▶ **EXCERPTED TEXT**
>>>>>

The Telephone Exchange on Buckland Road was one of the first six fully automatic telephone systems in Brisbane. Built in 1927-28, the brick Telephone Exchange was constructed to meet the growing needs of the Nundah community as the locality underwent substantial commercial and residential growth during the interwar period.
Local Heritage Place Since —
Date of Citation —
Roof: Terracotta tile; Walls: Face brick
James Otwin, Department of Works and Railways (Architect)
In 1883 the Toombul Shire Council was created as a means of governing the ever-increasing district in this period. Serving a large area that spanned all the way to Pinkenba and incorporating suburbs such as Eagle Farm, Hamilton, Clayfield, Northgate and Nudgee, the council offices were at Breakfast Creek. In 1890 the council split and the Hamilton Division was formed. By the turn of the century the Nundah district had a population of 1675 people. The interwar period heralded major population and residential growth in the Nundah district. In 1921 the population in the area had reached 3870 and by 1931 was 15, 831. This can be attributed to the sale and subdivision of many of the remaining farms in the area.
The early arrival of the telephone at the ‘outer settlement’ of Nundah in 1898 occurred due to the fortunate occurrence of Nundah being located along the rail line between Brisbane and the holiday destination of Sandgate. The telephone is reputed to have reached Nundah as part of the line laid between the Brisbane exchange and Sandgate. By 1900 Nundah had at least three telephone subscribers. By 10 June 1904 the Nundah Public Call Office had come into operation after an expenditure of£18/12/9 allowed the area to be connected to the Albion Manual Telephone Exchange. Until this time the Brisbane Central Manual Exchange (opened in 1880) had served all of Brisbane and this had lasted until the Toowong and Albion exchanges were opened.
At the end of 1922 there were approximately 1200 telephone lines to Nundah and the existing mechanisms were outdated and proving to be inadequate. This was to be remedied by the installation of “the then modern Siemens 16 “step by step” automatic exchange equipment of 1500 lines”. With a capacity of 3,500 lines it was to be installed in a new single story brick building.
The erection of the brick building on Buckland Road was part of a Brisbane wide expansion and upgrade of the telephone system. In 1925 the very first automatic telephone exchange was opened in South Brisbane. This was quickly followed with the construction of automatic exchanges at Albion and Newmarket in 1926.
The plans for the Nundah Telephone Exchange were drawn in September 1926, with modified plans being submitted in March 1927. The building was erected during the period 1927-28. As the Post Office and telecommunications were both part of the one Commonwealth Government Department (The Post Master General’s Department) the building was conveniently located at the rear of the Nundah Post Office. The Nundah exchange was brought into service on 26 May 1928, the same time as telephone exchanges located at Sherwood, Bulimba and Yeronga.
The Nundah Telephone Exchange building is important to the Nundah area as it was constructed to meet the growing needs of the Nundah community as the locality underwent substantial commercial and residential growth during the interwar period. An increased telephone capacity was essential to meet this demand. As one of the first automatic telephone exchanges built in Brisbane in the 1920s, the Nundah Telephone Exchange demonstrates the shift from manual to automated telecommunication systems in Brisbane.

<<<<<

▶ **DATA EXTRACT**
>>>>>

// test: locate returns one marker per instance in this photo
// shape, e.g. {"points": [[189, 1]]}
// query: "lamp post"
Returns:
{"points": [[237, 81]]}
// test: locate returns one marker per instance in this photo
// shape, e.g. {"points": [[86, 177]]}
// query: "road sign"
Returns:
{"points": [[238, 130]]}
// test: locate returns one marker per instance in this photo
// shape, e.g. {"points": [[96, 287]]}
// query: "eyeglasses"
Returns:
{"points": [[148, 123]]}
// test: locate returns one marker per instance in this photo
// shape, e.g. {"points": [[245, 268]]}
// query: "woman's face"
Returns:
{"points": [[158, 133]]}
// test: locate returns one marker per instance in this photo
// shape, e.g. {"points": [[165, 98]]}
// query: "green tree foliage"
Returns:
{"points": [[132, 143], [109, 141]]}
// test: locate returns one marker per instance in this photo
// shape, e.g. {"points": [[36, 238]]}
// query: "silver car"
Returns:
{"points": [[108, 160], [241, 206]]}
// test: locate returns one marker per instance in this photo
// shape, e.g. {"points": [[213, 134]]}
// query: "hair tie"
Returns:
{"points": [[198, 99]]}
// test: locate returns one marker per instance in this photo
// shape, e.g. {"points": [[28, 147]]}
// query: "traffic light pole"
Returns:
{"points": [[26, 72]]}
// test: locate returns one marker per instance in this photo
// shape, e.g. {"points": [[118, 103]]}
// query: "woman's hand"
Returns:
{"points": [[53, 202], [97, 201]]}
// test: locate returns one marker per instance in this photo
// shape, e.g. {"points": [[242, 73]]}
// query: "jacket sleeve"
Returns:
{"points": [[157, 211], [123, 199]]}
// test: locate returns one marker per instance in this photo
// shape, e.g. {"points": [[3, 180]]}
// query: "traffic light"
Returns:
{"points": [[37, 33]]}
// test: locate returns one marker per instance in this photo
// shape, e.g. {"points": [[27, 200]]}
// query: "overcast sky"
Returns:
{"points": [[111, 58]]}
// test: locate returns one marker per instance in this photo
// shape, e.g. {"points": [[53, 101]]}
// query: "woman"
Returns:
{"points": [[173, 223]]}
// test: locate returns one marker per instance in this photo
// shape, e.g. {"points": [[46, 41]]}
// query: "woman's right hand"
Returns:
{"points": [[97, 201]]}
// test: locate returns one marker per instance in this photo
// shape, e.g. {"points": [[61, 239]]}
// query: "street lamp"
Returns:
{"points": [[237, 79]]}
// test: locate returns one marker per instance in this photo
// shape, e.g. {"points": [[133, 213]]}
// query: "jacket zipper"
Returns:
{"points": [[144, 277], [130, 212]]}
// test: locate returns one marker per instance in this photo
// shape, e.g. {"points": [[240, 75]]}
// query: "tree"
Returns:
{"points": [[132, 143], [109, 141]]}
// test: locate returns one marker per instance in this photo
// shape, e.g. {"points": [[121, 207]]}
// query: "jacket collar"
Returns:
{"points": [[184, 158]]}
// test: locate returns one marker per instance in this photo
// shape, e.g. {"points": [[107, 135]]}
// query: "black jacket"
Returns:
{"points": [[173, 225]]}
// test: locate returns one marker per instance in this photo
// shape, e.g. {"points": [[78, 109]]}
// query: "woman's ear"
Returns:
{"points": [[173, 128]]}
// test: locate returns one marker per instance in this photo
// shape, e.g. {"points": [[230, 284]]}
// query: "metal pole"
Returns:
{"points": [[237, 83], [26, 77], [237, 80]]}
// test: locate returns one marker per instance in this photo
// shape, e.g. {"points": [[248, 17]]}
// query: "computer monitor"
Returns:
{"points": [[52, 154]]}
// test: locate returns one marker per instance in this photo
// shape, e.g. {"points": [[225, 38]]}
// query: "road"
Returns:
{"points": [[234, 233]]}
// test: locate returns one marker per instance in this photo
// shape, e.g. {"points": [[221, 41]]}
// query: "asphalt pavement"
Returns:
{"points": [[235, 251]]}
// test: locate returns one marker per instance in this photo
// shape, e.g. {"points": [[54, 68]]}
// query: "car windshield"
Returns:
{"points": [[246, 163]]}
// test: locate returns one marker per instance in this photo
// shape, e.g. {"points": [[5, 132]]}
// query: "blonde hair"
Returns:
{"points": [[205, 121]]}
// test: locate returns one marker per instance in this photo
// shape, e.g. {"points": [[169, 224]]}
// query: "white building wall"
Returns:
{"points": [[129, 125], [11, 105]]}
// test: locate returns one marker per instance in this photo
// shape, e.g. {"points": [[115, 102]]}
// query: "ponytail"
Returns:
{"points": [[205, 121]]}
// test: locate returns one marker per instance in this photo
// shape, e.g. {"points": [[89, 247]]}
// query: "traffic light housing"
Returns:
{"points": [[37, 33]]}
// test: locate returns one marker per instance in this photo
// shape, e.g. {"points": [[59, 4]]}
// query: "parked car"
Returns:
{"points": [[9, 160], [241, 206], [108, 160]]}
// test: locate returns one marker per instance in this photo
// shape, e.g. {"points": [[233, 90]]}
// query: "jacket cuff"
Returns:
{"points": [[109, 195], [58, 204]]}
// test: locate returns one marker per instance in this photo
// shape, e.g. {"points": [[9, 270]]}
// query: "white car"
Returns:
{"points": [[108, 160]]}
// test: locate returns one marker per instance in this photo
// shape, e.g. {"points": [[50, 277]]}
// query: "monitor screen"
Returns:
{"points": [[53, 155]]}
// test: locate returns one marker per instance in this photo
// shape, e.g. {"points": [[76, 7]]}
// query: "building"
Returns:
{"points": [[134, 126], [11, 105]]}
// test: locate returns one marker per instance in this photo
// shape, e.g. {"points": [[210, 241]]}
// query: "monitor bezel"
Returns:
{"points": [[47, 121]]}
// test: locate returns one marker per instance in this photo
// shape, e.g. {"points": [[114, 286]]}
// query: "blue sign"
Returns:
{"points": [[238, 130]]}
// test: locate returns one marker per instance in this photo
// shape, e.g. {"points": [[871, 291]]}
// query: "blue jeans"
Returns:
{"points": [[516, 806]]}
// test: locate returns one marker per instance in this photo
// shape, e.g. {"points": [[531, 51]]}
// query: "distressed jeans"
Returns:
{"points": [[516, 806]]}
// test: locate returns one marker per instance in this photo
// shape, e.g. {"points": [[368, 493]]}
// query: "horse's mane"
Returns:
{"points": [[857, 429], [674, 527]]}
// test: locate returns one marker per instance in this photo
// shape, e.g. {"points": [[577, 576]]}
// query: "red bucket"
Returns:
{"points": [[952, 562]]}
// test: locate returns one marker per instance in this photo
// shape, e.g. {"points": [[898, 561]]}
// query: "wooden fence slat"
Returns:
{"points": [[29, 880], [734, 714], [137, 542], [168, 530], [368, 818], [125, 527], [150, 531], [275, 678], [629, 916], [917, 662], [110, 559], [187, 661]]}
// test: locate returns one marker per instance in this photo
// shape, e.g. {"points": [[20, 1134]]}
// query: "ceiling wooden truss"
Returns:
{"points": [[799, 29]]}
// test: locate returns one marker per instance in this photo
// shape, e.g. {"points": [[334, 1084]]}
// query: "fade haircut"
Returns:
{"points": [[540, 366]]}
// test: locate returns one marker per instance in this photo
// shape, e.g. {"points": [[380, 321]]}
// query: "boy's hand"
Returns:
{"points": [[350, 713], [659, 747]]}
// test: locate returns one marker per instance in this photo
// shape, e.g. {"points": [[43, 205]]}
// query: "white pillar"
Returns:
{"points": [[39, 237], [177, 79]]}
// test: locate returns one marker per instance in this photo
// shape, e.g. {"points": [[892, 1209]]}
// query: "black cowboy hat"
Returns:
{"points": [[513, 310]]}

<<<<<

▶ **WHAT THE TASK REQUIRES**
Update the Nundah Telephone Exchange text starting with "The Telephone Exchange" and going on through "and Railways (Architect)", writing "Slate" wherever "Terracotta tile" appears.

▶ **SOLUTION FOR THIS EXERCISE**
The Telephone Exchange on Buckland Road was one of the first six fully automatic telephone systems in Brisbane. Built in 1927-28, the brick Telephone Exchange was constructed to meet the growing needs of the Nundah community as the locality underwent substantial commercial and residential growth during the interwar period.
Local Heritage Place Since —
Date of Citation —
Roof: Slate; Walls: Face brick
James Otwin, Department of Works and Railways (Architect)